**** Records for the exercise ****
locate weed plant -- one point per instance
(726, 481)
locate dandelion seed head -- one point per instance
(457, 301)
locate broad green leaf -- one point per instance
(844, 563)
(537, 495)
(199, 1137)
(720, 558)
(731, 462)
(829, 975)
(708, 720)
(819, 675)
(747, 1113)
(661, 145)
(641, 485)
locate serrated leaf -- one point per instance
****
Written exercise:
Can you give the lines above as a numbered list, with any blank lines left out?

Exercise result:
1. locate weed plant -- one point per instance
2. (726, 481)
3. locate dandelion seed head -- one point per instance
4. (457, 301)
5. locate broad green leaf -- one point per instance
6. (844, 563)
7. (537, 495)
8. (199, 1137)
9. (720, 558)
10. (731, 462)
11. (829, 975)
12. (708, 720)
13. (819, 675)
14. (747, 1113)
15. (661, 145)
16. (641, 485)
17. locate serrated leaf -- one point per instance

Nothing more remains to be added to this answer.